## STUDY TEXT
But the data doesn't support that contention, he noted. The findings
were published in this month's American Journal of Psychiatry.

Marijuana was the first drug used by a 26-year-old man from Beaver
County who is undergoing addiction treatment at Gateway Rehabilitation
Center. He was 15 the first time he tried it, on a Saturday with a
group of friends.

At their suggestion, he began smoking cigarettes when he started using
marijuana.

"That's how they taught me how to hold in the smoke of the weed,
because cigarette smoke is stronger than marijuana smoke," he explained.

Smoking pot soon became a weekend thing.

Then, "I started smoking in the morning before I would go to school,"
he recalled. "Sometimes I would sneak away and go smoke during lunch.
Then after school I would smoke."

Eventually, he was using marijuana "all day, every day," he said. If
he didn't smoke, he'd get headaches and have problems sleeping. Two
years ago, a friend introduced him to snorting cocaine, and he began
using that in addition to smoking pot.

Now married and a father, he realized he was spending all his money on
drugs, instead of his family. So he checked himself into rehab in the
hope of overcoming his addictions.

## INPUT DATA

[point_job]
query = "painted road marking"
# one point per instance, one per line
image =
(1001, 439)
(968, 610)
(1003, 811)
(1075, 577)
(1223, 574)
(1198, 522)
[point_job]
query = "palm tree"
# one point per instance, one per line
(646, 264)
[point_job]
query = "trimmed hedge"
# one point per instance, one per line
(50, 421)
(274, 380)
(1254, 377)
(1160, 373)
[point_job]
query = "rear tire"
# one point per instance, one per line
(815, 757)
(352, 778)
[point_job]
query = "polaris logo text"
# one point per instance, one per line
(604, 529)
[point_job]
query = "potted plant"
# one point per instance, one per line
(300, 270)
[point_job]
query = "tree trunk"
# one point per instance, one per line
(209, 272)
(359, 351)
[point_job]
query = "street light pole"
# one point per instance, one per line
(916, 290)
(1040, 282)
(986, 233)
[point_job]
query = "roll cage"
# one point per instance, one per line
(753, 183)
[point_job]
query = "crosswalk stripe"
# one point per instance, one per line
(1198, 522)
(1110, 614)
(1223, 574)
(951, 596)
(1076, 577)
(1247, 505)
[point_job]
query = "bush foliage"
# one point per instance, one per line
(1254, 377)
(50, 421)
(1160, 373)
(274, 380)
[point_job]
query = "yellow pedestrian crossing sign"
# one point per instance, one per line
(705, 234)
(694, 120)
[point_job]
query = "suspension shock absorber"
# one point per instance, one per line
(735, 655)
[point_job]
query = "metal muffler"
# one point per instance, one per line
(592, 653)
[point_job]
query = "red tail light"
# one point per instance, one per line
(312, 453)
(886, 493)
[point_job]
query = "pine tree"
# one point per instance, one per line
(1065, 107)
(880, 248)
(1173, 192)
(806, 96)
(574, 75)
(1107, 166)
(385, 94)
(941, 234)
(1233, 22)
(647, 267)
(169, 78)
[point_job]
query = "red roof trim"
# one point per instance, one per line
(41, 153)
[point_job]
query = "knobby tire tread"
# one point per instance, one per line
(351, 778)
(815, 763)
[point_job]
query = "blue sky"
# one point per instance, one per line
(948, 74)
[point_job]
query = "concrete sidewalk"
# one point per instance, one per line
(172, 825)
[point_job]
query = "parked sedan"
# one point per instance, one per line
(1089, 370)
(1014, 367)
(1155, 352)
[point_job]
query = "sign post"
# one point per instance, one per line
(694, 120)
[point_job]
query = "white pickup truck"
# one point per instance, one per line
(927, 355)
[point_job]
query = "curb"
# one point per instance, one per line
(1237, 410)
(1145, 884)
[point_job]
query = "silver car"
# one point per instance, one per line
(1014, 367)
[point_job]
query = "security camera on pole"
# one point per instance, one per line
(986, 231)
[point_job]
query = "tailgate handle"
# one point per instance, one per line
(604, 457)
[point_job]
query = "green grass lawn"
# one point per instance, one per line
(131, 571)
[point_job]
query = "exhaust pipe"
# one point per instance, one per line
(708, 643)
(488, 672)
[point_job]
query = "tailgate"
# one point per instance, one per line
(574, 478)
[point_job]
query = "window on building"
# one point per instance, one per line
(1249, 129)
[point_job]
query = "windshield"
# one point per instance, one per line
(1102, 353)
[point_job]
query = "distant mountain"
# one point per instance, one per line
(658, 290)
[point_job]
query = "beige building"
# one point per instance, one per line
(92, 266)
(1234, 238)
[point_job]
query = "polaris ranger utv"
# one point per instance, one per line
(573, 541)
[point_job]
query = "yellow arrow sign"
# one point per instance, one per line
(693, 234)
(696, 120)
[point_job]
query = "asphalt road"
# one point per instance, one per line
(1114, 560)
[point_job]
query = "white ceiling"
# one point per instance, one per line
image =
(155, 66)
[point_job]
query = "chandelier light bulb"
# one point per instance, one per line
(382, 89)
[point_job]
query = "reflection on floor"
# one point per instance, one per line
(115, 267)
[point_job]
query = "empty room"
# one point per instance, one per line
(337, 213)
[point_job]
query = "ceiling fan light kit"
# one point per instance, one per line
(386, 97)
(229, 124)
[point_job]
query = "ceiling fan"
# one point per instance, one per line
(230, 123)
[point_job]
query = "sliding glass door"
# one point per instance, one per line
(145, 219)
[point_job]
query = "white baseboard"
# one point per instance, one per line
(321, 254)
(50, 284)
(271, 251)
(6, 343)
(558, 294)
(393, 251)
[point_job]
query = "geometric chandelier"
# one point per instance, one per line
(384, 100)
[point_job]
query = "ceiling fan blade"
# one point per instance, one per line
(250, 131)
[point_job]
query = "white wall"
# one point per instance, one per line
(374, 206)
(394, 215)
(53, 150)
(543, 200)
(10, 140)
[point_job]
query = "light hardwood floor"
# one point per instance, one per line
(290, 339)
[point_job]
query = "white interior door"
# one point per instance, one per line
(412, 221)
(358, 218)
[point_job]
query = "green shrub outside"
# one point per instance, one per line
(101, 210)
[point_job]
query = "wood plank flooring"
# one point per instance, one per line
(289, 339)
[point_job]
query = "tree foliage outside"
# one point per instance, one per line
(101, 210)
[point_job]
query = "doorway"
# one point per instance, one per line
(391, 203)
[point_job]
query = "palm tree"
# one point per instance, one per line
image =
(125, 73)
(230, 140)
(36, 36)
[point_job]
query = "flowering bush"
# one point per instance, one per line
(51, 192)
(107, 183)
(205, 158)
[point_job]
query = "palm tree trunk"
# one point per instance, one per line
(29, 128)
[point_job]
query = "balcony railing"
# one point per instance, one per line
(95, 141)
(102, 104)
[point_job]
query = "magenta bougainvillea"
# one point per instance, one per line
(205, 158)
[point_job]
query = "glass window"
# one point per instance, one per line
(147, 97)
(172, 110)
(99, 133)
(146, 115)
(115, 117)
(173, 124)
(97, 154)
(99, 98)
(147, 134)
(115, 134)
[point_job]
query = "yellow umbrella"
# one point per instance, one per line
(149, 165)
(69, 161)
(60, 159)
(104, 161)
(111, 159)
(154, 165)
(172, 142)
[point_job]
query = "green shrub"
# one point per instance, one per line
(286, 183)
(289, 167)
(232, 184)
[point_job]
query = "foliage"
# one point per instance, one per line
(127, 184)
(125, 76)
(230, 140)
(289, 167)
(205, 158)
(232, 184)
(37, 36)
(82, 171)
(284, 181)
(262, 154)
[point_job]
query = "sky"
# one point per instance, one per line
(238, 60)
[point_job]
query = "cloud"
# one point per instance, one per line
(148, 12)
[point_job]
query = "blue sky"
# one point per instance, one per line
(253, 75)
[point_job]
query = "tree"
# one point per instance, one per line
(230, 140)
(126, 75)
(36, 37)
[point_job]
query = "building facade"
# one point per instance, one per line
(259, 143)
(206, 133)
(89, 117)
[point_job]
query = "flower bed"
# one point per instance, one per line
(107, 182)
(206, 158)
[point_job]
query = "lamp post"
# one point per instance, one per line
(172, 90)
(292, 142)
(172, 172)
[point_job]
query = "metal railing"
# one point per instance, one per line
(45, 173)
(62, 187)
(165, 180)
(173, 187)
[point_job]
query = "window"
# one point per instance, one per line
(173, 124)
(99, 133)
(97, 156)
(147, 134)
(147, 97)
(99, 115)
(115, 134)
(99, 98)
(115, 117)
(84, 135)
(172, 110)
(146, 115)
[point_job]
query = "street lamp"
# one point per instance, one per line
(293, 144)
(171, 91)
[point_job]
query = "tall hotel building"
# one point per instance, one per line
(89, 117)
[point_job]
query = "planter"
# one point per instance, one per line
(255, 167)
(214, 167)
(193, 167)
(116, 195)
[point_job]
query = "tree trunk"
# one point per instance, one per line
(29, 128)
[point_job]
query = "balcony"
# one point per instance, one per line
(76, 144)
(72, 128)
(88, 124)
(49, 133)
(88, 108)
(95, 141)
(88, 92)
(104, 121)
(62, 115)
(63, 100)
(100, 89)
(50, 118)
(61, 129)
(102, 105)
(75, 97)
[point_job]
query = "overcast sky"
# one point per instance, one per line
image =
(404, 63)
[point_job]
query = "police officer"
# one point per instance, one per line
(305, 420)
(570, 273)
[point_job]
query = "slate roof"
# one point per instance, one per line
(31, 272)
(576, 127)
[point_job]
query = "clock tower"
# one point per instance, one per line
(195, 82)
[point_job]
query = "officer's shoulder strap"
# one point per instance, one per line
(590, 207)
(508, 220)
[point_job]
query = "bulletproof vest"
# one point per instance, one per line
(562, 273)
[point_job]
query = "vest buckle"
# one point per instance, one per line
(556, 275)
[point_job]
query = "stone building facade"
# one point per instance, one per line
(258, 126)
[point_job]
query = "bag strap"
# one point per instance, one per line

## ASSIGNMENT 1
Repeat a passage from the article on marijuana use word for word: begin at the words "At their suggestion, he" and stop after "smoke during lunch.".
## ASSIGNMENT 2
Answer these questions from the article on marijuana use:
(a) In which journal were the findings published?
(b) How old was the man from Beaver County the first time he tried marijuana?
(c) What drug did a friend introduce him to two years ago?
## ASSIGNMENT 3
Continue the article on marijuana use from its last sentence.

## EXERCISE RESULT 1
At their suggestion, he began smoking cigarettes when he started using
marijuana.

"That's how they taught me how to hold in the smoke of the weed,
because cigarette smoke is stronger than marijuana smoke," he explained.

Smoking pot soon became a weekend thing.

Then, "I started smoking in the morning before I would go to school,"
he recalled. "Sometimes I would sneak away and go smoke during lunch.

## EXERCISE RESULT 2
(a) This month's American Journal of Psychiatry.
(b) He was 15.
(c) Cocaine, which he snorted.

## EXERCISE RESULT 3
In Dr. Tarter's study, which was funded by the National Institute on
Drug Abuse, researchers monitored more than 200 young men at intervals
from the time they were 10 to 12 years of age until they were 22. They
fell into one of three groups: those who used only alcohol or tobacco;
those who started with alcohol and tobacco and then used marijuana;
and those who used marijuana prior to using alcohol and tobacco.

Among those who used marijuana, nearly a quarter followed the reverse
of the gateway pattern. They tended to have less parental supervision
and to live in neighborhoods with poor physical environments where
illegal drugs were more available.

In general, the marijuana-users were more behaviorally deviant, less
involved with school and had friends their parents didn't like, the
researchers found.

"That all makes sense to me," said the Gateway Rehab Center patient.
"If I had stayed with the crowd I grew up with, I don't think I'd have
had this problem. I started to hang with the wrong crowd."

Some of his friends have used harder drugs, such as cocaine, while
others used marijuana now and then, but never progressed further into
addiction, he said.

It was easier to obtain marijuana than alcohol or cigarettes as a
teenager, he added.

"You always had to show a form of ID to get those," he said. "But I
could always go to the person who was selling the weed to get it, and
they wouldn't ask for ID. It was never hard to get for me."

Gateway's medical director, Dr. Neil Capretto, said a few patients
have told him that the first drug they used was heroin, which is "very
available now in many neighborhoods, whether it be inner-city
Pittsburgh or upper-middle-class suburbs."

He praised the Pitt study, saying "it really shows the complex nature
of addiction. What they're showing here is what we've been seeing in
practice for years."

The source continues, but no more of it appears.